» Görevin amacı
Aşağıdaki kayıtların bütün satırlarını hiç değiştirmeden yeniden yazın, ama resimleri yanıtınıza almayın.

[Bir işaretleme veri kümesinden kayıtlar]

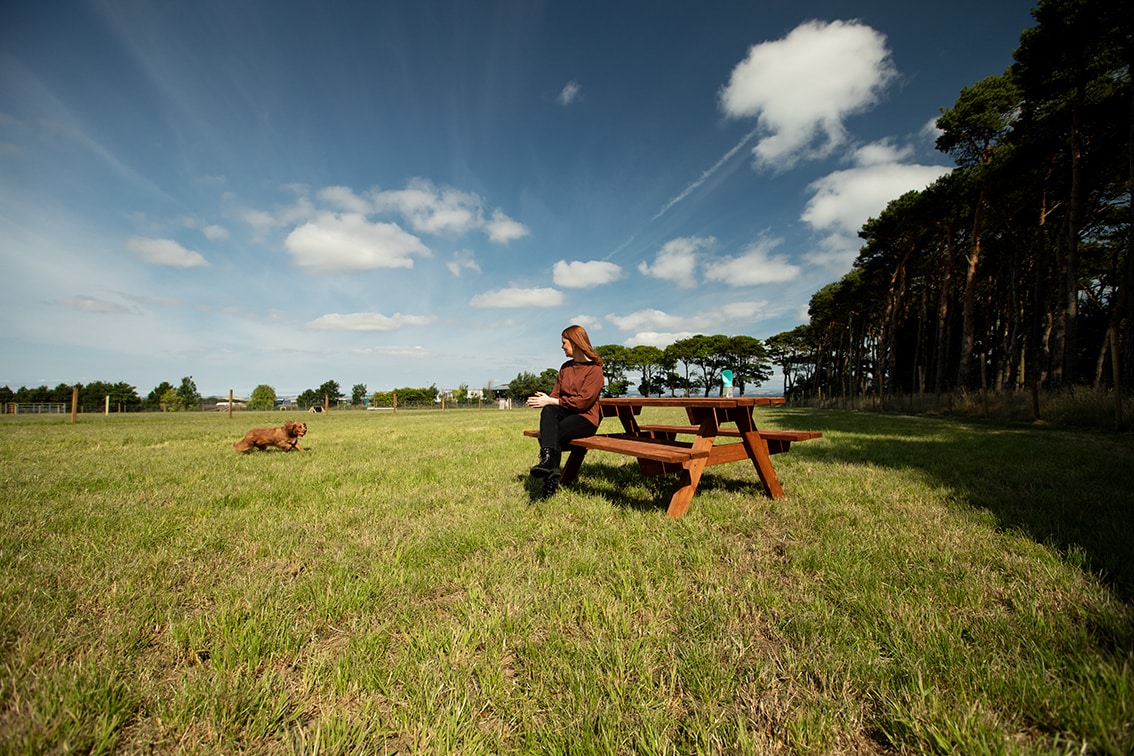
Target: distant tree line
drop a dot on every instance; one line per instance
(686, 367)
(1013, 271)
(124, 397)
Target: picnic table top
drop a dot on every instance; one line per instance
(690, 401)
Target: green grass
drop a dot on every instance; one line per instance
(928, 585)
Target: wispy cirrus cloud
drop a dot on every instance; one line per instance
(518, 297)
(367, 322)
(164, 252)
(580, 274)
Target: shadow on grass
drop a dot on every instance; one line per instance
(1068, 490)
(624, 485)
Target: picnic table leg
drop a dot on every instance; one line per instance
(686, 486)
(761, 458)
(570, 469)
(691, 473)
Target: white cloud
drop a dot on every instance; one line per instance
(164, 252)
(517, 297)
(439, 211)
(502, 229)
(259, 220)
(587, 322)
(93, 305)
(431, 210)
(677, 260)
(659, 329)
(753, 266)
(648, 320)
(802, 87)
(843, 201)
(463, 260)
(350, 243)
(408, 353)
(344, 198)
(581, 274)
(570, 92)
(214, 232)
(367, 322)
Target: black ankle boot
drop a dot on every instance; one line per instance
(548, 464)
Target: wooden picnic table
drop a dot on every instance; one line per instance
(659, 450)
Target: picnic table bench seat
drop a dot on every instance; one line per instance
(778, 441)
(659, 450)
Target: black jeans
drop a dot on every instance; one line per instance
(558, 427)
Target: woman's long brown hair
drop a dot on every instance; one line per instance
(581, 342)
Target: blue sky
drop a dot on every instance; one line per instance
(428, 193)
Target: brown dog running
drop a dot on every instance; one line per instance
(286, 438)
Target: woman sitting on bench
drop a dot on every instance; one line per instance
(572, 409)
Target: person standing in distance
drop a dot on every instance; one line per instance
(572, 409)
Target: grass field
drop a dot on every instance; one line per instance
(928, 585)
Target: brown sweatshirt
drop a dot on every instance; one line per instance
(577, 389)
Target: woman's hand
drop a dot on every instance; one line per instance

» Sorunun yanıtı
Target: distant tree line
drop a dot on every instance; one line per instance
(686, 367)
(1013, 271)
(124, 397)
Target: picnic table top
drop a dot on every instance; one line per instance
(690, 401)
Target: green grass
drop a dot on every instance; one line per instance
(928, 585)
Target: wispy cirrus cloud
drop a dot on every instance; one line per instance
(518, 297)
(367, 322)
(164, 252)
(580, 274)
Target: shadow on grass
drop a dot on every instance; one line per instance
(1068, 490)
(624, 485)
Target: picnic table leg
drop a dot on every instance; one line per instance
(686, 486)
(761, 458)
(570, 469)
(691, 473)
Target: white cloud
drop a dot on every instance; one line per instance
(164, 252)
(517, 297)
(439, 211)
(502, 229)
(259, 220)
(587, 322)
(93, 305)
(431, 210)
(677, 260)
(659, 329)
(753, 266)
(648, 320)
(802, 87)
(843, 201)
(463, 260)
(350, 243)
(408, 353)
(344, 198)
(581, 274)
(570, 92)
(214, 232)
(367, 322)
Target: black ankle boot
drop a dot on every instance; one line per instance
(548, 464)
Target: wooden picnic table
drop a dot on every instance; one line per instance
(659, 450)
Target: picnic table bench seat
drop a dot on every instance; one line per instance
(778, 441)
(659, 450)
Target: black jeans
drop a dot on every instance; one line per instance
(558, 427)
Target: woman's long brown hair
drop a dot on every instance; one line per instance
(581, 342)
Target: blue sky
drop a dot on every instance; one line per instance
(428, 193)
Target: brown dog running
drop a dot on every instance; one line per instance
(286, 438)
Target: woman sitting on bench
drop a dot on every instance; one line per instance
(572, 409)
Target: person standing in distance
drop a dot on every instance; one line per instance
(572, 409)
Target: grass field
drop a dot on every instance; one line per instance
(928, 585)
Target: brown sweatshirt
drop a dot on every instance; one line per instance
(577, 389)
Target: woman's hand
drop a dot on every instance; one line per instance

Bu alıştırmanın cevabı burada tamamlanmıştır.